> [WHAT IS NEEDED]: A bare number is the expected answer: the count of lines in the records that contain the word "Where".
━━ DATA SUPPLIED ━━
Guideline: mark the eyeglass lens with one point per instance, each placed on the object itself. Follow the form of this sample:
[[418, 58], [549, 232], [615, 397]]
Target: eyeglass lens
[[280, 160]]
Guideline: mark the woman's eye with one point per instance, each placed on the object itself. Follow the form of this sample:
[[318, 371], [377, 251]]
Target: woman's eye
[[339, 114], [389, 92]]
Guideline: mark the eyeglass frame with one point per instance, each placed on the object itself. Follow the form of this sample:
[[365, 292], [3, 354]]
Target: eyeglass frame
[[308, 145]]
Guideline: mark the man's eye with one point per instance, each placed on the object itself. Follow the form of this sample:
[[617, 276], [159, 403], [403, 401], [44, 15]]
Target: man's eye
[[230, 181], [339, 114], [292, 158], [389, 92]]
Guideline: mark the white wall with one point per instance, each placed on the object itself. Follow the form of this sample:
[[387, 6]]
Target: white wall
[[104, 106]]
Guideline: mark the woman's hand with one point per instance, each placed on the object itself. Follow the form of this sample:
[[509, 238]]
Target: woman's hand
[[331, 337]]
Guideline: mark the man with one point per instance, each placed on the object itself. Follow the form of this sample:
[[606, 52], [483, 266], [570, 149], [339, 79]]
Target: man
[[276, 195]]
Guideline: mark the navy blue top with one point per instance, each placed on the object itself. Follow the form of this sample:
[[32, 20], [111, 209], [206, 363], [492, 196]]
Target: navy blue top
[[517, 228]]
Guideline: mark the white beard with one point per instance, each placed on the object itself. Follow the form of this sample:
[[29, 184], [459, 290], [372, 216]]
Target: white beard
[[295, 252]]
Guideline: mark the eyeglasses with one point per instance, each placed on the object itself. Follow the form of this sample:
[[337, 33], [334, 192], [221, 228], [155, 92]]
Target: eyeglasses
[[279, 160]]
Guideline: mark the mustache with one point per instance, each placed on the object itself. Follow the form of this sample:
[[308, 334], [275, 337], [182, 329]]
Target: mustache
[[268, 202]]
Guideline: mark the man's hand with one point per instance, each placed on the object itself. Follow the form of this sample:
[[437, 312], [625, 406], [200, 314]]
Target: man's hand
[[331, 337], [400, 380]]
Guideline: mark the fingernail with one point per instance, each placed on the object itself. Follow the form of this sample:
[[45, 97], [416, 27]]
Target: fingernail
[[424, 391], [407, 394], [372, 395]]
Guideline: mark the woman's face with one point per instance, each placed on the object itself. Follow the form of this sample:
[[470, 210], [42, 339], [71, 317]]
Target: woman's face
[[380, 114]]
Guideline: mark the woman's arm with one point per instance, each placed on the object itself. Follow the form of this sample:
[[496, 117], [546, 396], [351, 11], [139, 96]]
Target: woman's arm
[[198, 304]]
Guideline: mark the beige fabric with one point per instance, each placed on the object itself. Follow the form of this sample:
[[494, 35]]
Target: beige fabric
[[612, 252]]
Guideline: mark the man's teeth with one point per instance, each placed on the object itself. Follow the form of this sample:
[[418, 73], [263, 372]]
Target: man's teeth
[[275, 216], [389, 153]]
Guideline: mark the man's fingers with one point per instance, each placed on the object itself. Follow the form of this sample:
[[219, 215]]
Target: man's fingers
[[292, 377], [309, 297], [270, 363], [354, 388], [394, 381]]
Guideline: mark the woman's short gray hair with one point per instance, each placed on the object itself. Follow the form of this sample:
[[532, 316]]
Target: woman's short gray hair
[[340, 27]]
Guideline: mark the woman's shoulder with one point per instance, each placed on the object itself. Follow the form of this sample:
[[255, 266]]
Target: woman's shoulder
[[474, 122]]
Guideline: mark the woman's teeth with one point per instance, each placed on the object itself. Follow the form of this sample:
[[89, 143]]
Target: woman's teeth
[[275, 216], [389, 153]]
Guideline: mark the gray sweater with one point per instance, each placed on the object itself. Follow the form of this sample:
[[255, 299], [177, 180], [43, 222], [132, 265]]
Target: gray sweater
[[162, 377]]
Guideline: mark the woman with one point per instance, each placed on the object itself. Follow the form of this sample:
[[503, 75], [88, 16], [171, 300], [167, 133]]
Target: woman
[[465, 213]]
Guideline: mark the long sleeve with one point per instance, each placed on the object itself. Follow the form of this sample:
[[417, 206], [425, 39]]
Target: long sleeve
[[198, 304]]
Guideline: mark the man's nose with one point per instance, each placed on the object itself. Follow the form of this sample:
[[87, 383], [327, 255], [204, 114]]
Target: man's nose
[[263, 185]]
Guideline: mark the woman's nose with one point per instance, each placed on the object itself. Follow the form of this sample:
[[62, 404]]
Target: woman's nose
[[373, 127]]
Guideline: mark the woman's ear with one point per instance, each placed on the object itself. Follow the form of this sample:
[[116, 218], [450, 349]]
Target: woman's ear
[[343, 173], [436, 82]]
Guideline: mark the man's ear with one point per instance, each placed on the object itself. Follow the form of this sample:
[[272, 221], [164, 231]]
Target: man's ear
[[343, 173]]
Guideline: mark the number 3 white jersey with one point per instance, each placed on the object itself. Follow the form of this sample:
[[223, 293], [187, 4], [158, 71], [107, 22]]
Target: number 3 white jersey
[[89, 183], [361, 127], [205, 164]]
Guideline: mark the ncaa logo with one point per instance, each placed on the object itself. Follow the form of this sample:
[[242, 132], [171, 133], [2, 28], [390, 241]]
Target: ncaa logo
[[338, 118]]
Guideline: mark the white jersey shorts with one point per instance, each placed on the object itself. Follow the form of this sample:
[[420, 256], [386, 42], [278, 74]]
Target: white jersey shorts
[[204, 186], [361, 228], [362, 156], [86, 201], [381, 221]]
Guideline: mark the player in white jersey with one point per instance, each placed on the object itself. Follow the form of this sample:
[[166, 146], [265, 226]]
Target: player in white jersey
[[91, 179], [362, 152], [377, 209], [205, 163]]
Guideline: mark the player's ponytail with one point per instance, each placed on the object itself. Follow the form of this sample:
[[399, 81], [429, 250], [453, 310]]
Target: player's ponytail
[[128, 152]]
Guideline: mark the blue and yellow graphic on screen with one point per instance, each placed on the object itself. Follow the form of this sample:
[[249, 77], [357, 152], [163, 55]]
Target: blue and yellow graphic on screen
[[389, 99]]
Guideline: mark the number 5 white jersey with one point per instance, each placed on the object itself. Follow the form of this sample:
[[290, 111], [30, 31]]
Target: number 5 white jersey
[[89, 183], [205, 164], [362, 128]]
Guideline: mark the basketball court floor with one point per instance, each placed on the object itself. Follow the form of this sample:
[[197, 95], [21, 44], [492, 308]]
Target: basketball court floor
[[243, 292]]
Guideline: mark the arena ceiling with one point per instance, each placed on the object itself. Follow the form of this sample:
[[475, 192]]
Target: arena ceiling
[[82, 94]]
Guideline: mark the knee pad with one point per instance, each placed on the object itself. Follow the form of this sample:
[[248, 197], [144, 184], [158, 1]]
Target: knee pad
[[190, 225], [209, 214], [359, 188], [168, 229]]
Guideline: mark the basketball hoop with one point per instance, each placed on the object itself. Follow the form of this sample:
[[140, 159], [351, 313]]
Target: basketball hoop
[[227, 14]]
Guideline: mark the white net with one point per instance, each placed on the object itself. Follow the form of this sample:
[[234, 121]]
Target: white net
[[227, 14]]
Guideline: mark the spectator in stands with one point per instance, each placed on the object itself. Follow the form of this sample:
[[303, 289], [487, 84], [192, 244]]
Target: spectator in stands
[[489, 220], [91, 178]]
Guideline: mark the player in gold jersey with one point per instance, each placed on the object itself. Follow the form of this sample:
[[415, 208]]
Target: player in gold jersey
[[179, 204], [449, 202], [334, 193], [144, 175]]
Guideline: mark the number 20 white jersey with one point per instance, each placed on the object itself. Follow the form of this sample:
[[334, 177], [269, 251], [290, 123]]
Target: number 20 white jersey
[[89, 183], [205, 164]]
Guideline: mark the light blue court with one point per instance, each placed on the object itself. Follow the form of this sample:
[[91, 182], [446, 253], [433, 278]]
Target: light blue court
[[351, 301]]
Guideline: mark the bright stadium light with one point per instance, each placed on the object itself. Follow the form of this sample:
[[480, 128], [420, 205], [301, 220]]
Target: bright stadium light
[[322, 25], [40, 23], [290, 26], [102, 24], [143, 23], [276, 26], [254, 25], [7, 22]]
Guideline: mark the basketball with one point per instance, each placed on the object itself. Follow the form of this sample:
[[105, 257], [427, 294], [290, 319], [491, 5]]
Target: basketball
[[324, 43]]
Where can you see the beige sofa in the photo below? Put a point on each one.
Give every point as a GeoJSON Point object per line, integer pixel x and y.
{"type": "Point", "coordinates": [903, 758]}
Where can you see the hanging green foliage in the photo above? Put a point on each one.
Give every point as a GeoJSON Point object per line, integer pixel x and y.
━━━
> [SOLUTION]: 2